▶ **Requirement A**:
Answer these from the article, giving each answer on its own line with the same mark:
(i) In what town was Michael Lapine's office?
(ii) Who came through the door to report the customer's apparent seizure, and what was his job title?
(iii) For how many years did Lapine work as a DOD civilian firefighter/emergency medical technician?
▶ **Requirement B**: Please turn the article's paragraph beginning "Sweeney made a lifesaving call" into a short bulleted list that keeps its main facts.
▶ **Requirement C**: Carry on with the article about the DLA employee who saved a customer's life, starting right after its last sentence.

▶ **Passage**:
Environmentalist saves agency customer’s life

By Jake Joy DLA Disposition Services Public Affairs

It was about 2 p.m. on a regular Tuesday afternoon in November as Michael Lapine worked from his Defense Logistics Agency Disposition Services property disposal office desk in Grafenwohr, Germany.  

The environmental protection specialist was on a virtual conference call with colleagues when Material Examiner and Identifier Clint Sweeney burst through the door with word that a property turn-in customer in the rolling stock area appeared to be having a seizure.

As they sprinted the roughly hundred meters uphill back to the yard, Sweeney said the customer – a German local national visiting DLA to drop off surplus equipment from the U.S. Army’s Joint Multinational Readiness Center in Hohenfels – had fallen very suddenly, hitting the concrete hard. 

Sweeney made a lifesaving call in fetching him. Before coming to DLA, Lapine served as a soldier, a Navy hospital corpsman, volunteer firefighter, and later as a DOD civilian firefighter/emergency medical technician for 12 years. As Sweeney explained Lapine’s working expertise to the customers in German, the former EMT’s instincts immediately kicked in as he went to work on reviving their colleague.

Photo-based referring expression data:
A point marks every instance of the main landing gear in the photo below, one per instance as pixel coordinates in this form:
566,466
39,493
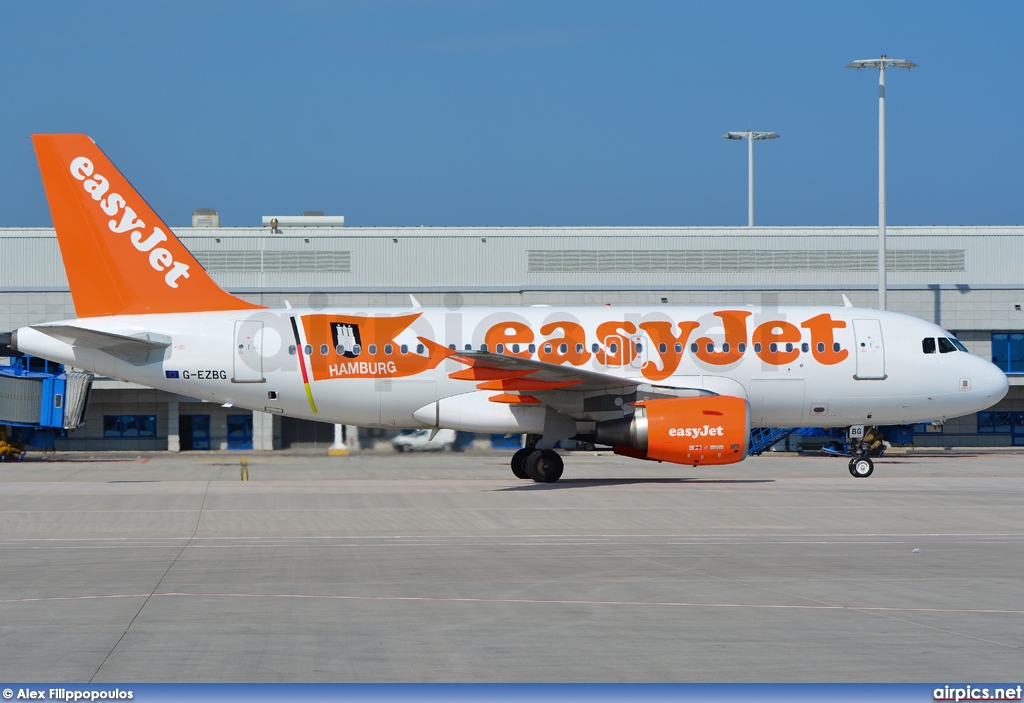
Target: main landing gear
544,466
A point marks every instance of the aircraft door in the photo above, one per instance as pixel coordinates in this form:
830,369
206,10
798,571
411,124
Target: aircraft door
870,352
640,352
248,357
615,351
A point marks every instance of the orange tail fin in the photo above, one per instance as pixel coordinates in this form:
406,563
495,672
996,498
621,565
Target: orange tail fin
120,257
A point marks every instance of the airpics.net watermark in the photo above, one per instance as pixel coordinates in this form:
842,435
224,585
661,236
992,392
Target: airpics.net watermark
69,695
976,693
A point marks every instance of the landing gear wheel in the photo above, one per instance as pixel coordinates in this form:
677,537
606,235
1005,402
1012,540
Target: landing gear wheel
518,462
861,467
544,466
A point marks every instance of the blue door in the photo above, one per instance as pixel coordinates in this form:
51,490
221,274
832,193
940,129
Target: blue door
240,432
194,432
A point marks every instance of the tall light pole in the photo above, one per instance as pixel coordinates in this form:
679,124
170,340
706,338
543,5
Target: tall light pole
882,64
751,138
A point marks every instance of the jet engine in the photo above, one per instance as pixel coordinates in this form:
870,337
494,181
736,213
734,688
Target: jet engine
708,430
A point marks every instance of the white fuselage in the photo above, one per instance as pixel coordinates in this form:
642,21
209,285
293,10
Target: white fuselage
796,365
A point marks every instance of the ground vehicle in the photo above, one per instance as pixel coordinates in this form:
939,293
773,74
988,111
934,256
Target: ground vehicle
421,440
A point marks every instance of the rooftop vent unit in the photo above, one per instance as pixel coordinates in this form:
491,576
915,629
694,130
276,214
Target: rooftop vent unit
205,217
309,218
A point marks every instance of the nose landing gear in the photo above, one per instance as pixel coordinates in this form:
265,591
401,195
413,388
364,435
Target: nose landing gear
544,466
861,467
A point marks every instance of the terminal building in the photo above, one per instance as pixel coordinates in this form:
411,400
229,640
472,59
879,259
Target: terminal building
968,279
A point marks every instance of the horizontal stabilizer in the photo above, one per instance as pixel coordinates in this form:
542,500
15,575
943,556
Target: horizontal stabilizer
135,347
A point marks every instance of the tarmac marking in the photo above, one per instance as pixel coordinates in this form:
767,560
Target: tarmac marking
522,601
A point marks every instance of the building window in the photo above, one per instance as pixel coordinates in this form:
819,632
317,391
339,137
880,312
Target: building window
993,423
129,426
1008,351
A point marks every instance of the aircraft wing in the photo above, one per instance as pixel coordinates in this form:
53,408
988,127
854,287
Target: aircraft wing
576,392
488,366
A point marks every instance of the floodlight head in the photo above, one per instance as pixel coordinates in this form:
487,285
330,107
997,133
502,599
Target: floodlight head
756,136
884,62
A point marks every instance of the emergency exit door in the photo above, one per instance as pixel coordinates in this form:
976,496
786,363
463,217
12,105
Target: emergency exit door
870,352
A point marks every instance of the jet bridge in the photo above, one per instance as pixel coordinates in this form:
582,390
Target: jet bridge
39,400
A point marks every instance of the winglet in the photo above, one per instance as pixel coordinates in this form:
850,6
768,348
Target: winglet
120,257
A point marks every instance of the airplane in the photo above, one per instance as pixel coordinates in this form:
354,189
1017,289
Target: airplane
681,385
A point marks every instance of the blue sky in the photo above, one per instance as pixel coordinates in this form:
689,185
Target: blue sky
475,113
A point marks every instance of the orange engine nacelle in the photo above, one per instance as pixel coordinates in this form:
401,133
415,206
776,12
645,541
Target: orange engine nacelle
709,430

▶ **Final answer A**:
(i) Grafenwohr, Germany
(ii) Clint Sweeney, a Material Examiner and Identifier
(iii) 12 years

▶ **Final answer B**:
- Sweeney made a lifesaving decision by fetching Lapine.
- Before coming to DLA, Lapine served as a soldier, a Navy hospital corpsman, and a volunteer firefighter.
- He later worked for 12 years as a DOD civilian firefighter/emergency medical technician.
- Sweeney explained Lapine's expertise to the customers in German.
- Meanwhile, Lapine's instincts took over, and he began working to revive the customer.

▶ **Final answer C**:
“He was literally grey, with blue lips and blue fingernail beds,” Lapine said. “The first thing I did was check his pulse and do the ‘look, listen, feel,’ to see if he had any breath sounds.” 

Lapine recognized the situation as full cardiac arrest. He estimated that he began performing chest compressions within about a minute of the customer falling, and without such rapid intervention, “there’s no doubt” the man would have died.

“You’ve got to go in and get to the heart,” Lapine said, of the 60 deep chest compressions he provided. He paused to reassess the pulse and tilted the man’s head to help open the airway before providing another 60 compressions. He finally felt a pulse and could hear faint breath sounds, so he began administering chest manipulation to elicit a response and attempt to help the victim regain some level of observable consciousness.

“His arms kind of moved, which, in my eyes, was a good sign,” Lapine said.

Soon, a base firefighter arrived. Then an equipment truck, followed by a helicopter and four more emergency response vehicles. By the time first responders had taken over and loaded the customer onto a helicopter for transport to a local civilian hospital, Lapine said the man was still unresponsive, but he still had a heart rate, was steadily breathing, and his skin color had improved dramatically from blue and gray to pink.

Lapine said he has provided first response care numerous times before. His training and expertise undoubtedly saved the customer’s life, but he credited his teammate Sweeney for quick thinking in a stressful situation.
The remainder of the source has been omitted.